◆ YOUR TASK ◆
Where a line of the listing below includes the word "collar", reproduce that line.

----

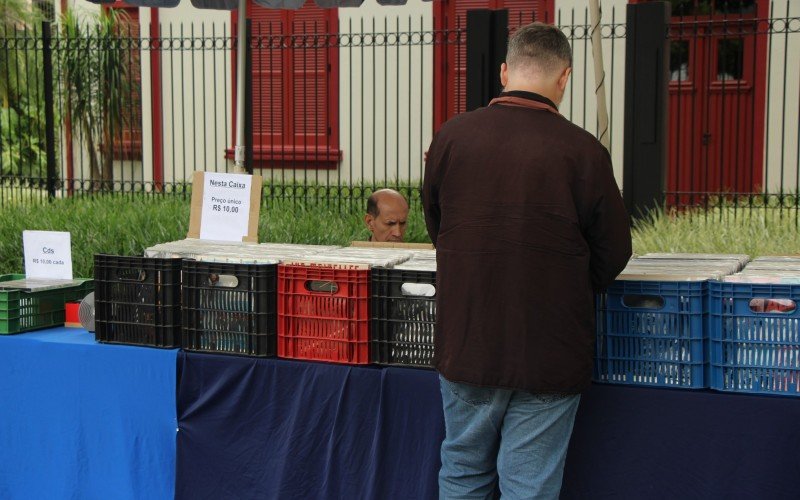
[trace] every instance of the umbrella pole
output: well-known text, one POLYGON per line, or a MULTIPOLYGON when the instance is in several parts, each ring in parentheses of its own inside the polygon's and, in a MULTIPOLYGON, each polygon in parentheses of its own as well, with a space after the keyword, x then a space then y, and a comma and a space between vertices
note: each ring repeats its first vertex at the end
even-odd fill
POLYGON ((589 6, 592 22, 592 59, 594 59, 594 93, 597 98, 597 139, 608 149, 608 108, 606 107, 606 72, 603 69, 603 43, 600 33, 600 0, 589 6))
POLYGON ((236 35, 236 145, 233 165, 237 172, 245 172, 244 165, 244 92, 245 68, 247 67, 247 10, 246 0, 239 0, 239 16, 236 35))

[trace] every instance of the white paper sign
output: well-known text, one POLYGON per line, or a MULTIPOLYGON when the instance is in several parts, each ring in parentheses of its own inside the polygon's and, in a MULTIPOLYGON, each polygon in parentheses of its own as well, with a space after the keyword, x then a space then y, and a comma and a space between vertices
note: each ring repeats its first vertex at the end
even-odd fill
POLYGON ((72 279, 70 234, 60 231, 23 231, 25 277, 72 279))
POLYGON ((200 239, 242 241, 247 236, 252 179, 244 174, 206 172, 200 239))

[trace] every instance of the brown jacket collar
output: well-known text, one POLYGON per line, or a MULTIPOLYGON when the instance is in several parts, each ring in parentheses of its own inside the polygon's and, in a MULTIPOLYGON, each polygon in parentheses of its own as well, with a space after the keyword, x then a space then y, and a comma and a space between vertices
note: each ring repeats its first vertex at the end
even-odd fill
POLYGON ((495 97, 489 102, 489 106, 502 104, 505 106, 517 106, 521 108, 543 109, 551 113, 560 115, 553 102, 539 94, 533 92, 503 92, 499 97, 495 97))

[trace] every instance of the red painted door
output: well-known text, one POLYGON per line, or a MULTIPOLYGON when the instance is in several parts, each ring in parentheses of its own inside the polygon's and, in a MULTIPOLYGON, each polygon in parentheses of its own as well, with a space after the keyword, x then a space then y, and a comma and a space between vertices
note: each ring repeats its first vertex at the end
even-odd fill
POLYGON ((670 28, 670 206, 761 188, 766 2, 673 1, 670 28), (763 30, 762 30, 763 31, 763 30))
POLYGON ((705 191, 708 39, 698 24, 673 26, 670 36, 667 202, 672 206, 694 203, 696 192, 705 191))

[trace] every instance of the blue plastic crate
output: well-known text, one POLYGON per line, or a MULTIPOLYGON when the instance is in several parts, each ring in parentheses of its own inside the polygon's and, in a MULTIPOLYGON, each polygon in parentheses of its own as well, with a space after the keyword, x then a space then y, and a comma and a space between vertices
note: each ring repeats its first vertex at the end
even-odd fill
POLYGON ((711 388, 800 395, 800 285, 709 288, 711 388))
POLYGON ((598 299, 595 380, 708 387, 706 282, 616 281, 598 299))

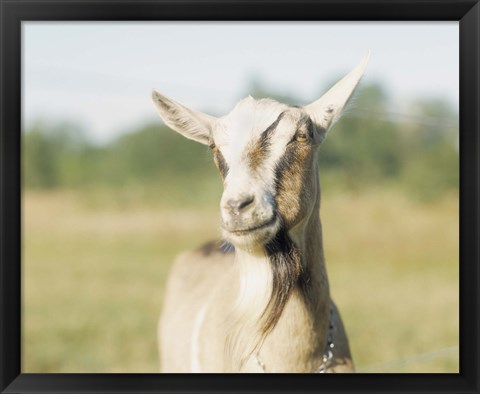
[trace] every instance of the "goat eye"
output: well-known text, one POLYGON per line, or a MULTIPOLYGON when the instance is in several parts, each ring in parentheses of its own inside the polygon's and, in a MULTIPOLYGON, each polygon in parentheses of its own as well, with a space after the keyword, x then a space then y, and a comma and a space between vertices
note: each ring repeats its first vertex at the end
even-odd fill
POLYGON ((305 142, 305 141, 307 141, 307 139, 308 139, 307 135, 303 134, 303 133, 302 134, 297 134, 295 136, 295 140, 298 141, 298 142, 305 142))
POLYGON ((215 145, 215 144, 210 144, 208 147, 212 150, 212 152, 218 152, 218 147, 217 147, 217 145, 215 145))

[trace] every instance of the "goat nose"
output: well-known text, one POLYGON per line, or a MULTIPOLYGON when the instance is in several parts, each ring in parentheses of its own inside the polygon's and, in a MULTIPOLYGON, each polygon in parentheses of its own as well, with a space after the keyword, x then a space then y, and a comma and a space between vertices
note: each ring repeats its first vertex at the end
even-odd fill
POLYGON ((240 212, 251 206, 254 200, 254 196, 243 194, 237 199, 228 199, 226 202, 226 206, 232 212, 240 212))

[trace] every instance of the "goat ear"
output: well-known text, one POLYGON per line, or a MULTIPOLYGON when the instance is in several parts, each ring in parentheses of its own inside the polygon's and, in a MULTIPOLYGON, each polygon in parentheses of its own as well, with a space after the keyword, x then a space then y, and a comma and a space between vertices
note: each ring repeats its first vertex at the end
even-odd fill
POLYGON ((189 109, 172 99, 152 92, 153 102, 163 121, 184 137, 208 145, 213 125, 217 118, 189 109))
POLYGON ((370 59, 370 51, 366 53, 363 60, 331 87, 327 93, 320 97, 317 101, 304 107, 304 110, 310 115, 312 121, 319 129, 319 138, 322 141, 328 129, 339 118, 345 104, 353 94, 370 59))

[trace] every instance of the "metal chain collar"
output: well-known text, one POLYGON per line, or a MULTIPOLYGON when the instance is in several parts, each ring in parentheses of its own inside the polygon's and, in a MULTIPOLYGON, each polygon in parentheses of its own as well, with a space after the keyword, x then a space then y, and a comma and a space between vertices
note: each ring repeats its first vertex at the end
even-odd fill
MULTIPOLYGON (((330 307, 330 318, 328 319, 328 334, 327 334, 327 343, 325 344, 325 349, 323 351, 322 364, 315 370, 313 373, 326 373, 327 368, 330 366, 333 359, 333 348, 335 343, 333 342, 333 334, 335 332, 335 325, 333 324, 333 308, 330 307)), ((262 368, 263 372, 267 372, 267 366, 260 359, 259 352, 255 355, 255 361, 262 368)))
POLYGON ((333 324, 333 308, 330 307, 330 318, 328 319, 328 335, 325 350, 323 351, 322 364, 317 368, 314 373, 326 373, 327 368, 330 366, 333 359, 333 333, 335 331, 335 325, 333 324))

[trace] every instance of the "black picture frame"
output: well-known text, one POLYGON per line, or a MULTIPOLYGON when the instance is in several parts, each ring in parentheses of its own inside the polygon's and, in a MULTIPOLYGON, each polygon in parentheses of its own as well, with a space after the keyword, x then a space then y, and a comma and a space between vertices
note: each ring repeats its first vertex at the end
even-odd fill
MULTIPOLYGON (((480 5, 472 0, 0 0, 0 390, 45 392, 479 392, 480 5), (22 374, 22 21, 337 20, 460 23, 458 374, 22 374)), ((414 319, 414 317, 412 317, 414 319)), ((372 346, 381 338, 372 338, 372 346)))

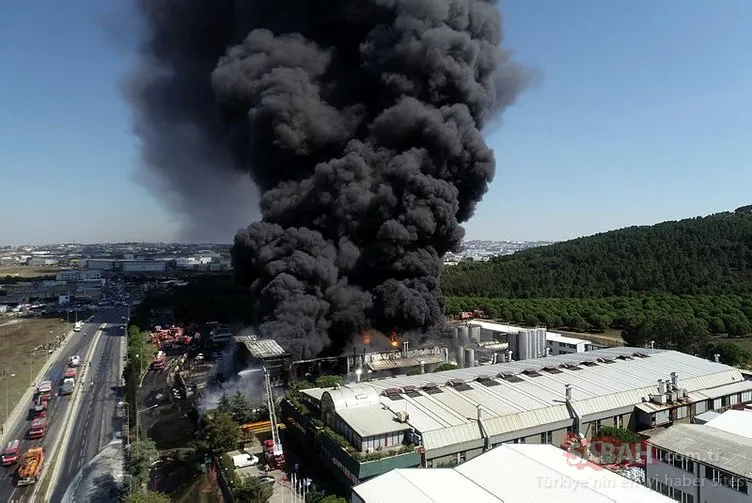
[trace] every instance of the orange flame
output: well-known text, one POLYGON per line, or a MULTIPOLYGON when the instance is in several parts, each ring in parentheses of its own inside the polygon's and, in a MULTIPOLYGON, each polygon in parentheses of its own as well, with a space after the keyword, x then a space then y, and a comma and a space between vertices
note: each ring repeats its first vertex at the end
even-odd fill
POLYGON ((367 328, 364 328, 362 332, 360 332, 360 338, 363 341, 363 344, 366 346, 371 345, 371 341, 373 340, 373 335, 371 335, 371 331, 367 328))
POLYGON ((397 332, 392 332, 392 335, 389 337, 389 340, 391 341, 393 348, 398 348, 400 346, 400 341, 397 338, 397 332))

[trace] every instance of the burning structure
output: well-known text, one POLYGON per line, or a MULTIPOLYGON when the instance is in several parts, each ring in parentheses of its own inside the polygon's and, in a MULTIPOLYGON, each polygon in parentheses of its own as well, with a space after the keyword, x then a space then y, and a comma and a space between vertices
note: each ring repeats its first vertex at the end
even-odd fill
POLYGON ((193 240, 260 196, 232 262, 261 328, 296 358, 446 336, 442 257, 495 172, 481 131, 527 80, 495 2, 136 4, 144 180, 193 240))
POLYGON ((254 335, 233 337, 237 348, 238 368, 266 368, 272 384, 286 384, 292 364, 290 353, 274 339, 260 339, 254 335))

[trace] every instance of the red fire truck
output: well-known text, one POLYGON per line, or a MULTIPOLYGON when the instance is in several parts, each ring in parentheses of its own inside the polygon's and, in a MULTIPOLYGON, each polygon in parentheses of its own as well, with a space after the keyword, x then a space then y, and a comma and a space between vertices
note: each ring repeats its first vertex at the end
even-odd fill
POLYGON ((3 466, 10 466, 18 463, 18 452, 21 448, 19 440, 11 440, 3 451, 3 466))
POLYGON ((29 439, 34 440, 44 437, 47 433, 47 418, 40 417, 31 422, 29 427, 29 439))

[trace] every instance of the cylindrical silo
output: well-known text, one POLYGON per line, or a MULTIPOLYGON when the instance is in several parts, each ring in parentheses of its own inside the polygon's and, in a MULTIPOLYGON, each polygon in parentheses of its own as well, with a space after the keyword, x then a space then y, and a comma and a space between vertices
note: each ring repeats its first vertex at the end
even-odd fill
POLYGON ((475 367, 475 350, 473 348, 465 349, 465 367, 475 367))
POLYGON ((460 329, 459 327, 452 327, 452 341, 455 346, 460 345, 460 329))
POLYGON ((465 348, 462 346, 457 348, 457 367, 465 368, 465 348))
POLYGON ((470 325, 470 342, 480 344, 480 325, 470 325))
POLYGON ((460 325, 459 335, 460 346, 466 346, 470 344, 470 327, 468 327, 467 325, 460 325))

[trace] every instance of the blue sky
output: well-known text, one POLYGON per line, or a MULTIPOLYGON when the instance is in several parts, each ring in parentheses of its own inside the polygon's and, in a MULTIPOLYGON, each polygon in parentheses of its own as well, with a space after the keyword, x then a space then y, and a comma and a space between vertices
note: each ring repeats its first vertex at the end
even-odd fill
MULTIPOLYGON (((177 235, 133 179, 107 3, 3 8, 0 244, 177 235)), ((542 77, 488 133, 497 175, 468 238, 560 240, 752 203, 752 2, 502 8, 505 45, 542 77)))

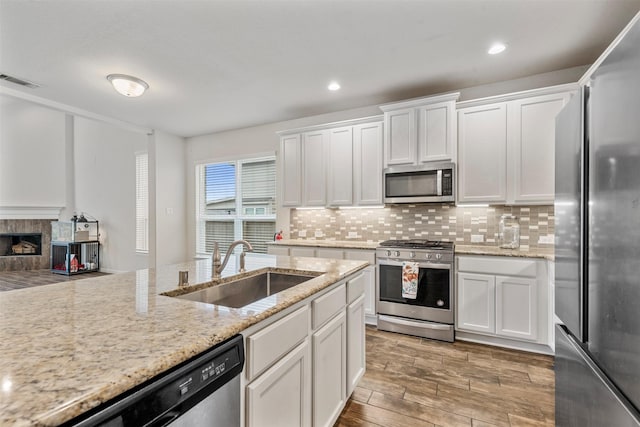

----

◆ THE ANSWER ◆
[trace] every instance of the brown jacket collar
[trace] every instance of the "metal chain collar"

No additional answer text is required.